### Excerpt
------------------------------

Subsampling probe positions has shown to be a promising dose-reduction solution to scanning (transmission) electron microscopy [5,6]. Similarly, an approach to achieve low-dose and fast 4D STEM is to subsample scanned probe positions, which results in an incomplete data with lower overlap ratio. Performing conventional electron Ptychography methods results in poor quality object phase images. An application of the theory of Compressive Sensing (CS) [7] showed that a complete set of 4D STEM measurements can be recovered from simulated incomplete data as if they were recorded by subsampling electron probe positions and the diffraction patterns [8], followed by performing a Wigner distribution deconvolution algorithm on the recovered 4D STEM data to obtain the object phase. 

In this work, as illustrated in Fig. 1, we present a novel electron Ptychography algorithm that recovers the object phase directly from the subsampled 4D STEM data. Our approach is based on EPIE algorithm with a difference that an l0 regularisation is performed every time the object image is updated. Intuitively, at every iteration, the algorithm distinguishes a natural object phase from arbitrary noise-like phase shifts according to their sparsity level in a transform domain.  In other word, l0 regularisation enforces the object phase to have a sparse representation in, e.g., Fourier or Wavelet domains. As shown for the recovery of object phase of rotavirus double-layered particles [9] in Fig. 2, this algorithm is robust to the decreased probe overlap ratio due to the subsampling. Moreover, we highlight the importance of the sampling strategy and show that the subsampling patterns generated purely at random are unreliable. We present a pseudo-random sampling of the probe positions to prevent very short and long probe jumps, which in turn reduces issues of scanning coil hysteresis caused by large probe movements and potential beam damage due to densely populated probe positions [10]. For beam sensitive materials, this sampling strategy could help to reduce damage accumulation effects that are mediated by a diffusion process, which can be enhanced when neighbouring positions are scanned [10].

------------------------------

### Required action 1
In the electron ptychography excerpt, what kind of regularisation does the new algorithm perform every time the object image is updated?
### Required action 2
Pick up the electron ptychography excerpt after its final sentence and keep writing it.
The lines that follow come from a different source.

------------------------------

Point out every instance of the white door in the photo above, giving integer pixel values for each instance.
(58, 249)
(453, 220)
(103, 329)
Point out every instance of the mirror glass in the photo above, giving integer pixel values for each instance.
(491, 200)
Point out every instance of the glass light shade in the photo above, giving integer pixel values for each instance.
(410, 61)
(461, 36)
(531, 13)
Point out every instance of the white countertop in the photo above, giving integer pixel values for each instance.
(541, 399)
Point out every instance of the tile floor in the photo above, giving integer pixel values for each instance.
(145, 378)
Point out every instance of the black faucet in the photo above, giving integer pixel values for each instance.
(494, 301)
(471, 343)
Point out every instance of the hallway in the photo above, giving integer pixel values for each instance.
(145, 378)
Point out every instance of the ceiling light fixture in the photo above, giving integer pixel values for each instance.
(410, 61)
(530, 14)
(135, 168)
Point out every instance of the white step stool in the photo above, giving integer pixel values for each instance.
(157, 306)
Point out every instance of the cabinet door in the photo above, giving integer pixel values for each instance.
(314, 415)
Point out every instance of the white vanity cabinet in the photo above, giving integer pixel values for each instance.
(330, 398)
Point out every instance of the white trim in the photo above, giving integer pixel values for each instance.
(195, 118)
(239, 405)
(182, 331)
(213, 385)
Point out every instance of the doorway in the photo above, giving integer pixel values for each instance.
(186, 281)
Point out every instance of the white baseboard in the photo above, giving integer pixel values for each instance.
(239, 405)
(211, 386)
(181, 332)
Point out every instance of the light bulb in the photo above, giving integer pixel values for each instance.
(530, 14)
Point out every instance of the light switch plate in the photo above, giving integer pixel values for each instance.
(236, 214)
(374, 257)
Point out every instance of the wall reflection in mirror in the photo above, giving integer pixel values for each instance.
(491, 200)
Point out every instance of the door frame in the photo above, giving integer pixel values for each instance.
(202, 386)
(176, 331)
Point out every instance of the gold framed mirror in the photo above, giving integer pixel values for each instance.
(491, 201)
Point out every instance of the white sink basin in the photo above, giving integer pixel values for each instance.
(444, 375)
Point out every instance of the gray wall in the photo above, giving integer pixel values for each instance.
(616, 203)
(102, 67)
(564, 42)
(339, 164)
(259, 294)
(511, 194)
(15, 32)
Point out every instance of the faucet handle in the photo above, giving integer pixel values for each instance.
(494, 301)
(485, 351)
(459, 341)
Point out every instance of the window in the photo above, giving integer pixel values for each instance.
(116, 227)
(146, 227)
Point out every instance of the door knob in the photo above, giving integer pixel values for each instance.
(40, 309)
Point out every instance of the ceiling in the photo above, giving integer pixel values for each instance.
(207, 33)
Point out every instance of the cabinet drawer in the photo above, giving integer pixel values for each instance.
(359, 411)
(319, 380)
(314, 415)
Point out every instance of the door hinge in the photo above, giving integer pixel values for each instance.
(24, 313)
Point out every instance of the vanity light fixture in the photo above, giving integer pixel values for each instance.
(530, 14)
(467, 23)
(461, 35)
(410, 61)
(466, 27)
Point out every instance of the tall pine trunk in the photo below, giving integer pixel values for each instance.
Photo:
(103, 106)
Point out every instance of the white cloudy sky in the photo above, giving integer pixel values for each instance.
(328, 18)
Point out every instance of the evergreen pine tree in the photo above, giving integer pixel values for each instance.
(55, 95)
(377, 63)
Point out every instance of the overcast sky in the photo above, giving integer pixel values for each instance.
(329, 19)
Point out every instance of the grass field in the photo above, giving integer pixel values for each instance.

------------------------------

### Output 1
An l0 regularisation.

### Output 2
Figure 1. Schematic of conventional vs. compressive Electron Ptychography. A 2-D sampling strategy controls the subsampling of the probe positions. Our reconstruction algorithm is a regularized version of the EPIE algorithm and leverages, as a prior knowledge, the sparsity of the object phase and amplitude in a transform domain, e.g., Discrete Cosine Transform.

Figure 2. Conventional vs. proposed regularisation of EPIE. Reconstructed object phase of rotavirus particles [9] are shown with estimated probe amplitudes overlaid. Conventional EPIE fails to recover object phase from subsampled data, while our algorithm yields high-quality images of object phase as well as amplitude of the probe.

References

[1] J Rodenburg and A Maiden in “Springer handbook of microscopy”, eds. PW Hawkes and JCH Spence (Springer International Publishing, Cham, Switzerland), pp. 819-904.

[2] A Maiden and J Rodenburg, Ultramicroscopy, 109 (2009), pp. 1256–1262.

[3] P Thibault et al., Ultramicroscopy, 109 (2009), pp. 338–343.

[4] DR Luke, Inverse Problems, 21 (2005), pp. 37–50. 

[5] D Nicholls et al., IEEE International Conference on Acoustics, Speech, and Signal Processing (2022), pp. 1586-1590.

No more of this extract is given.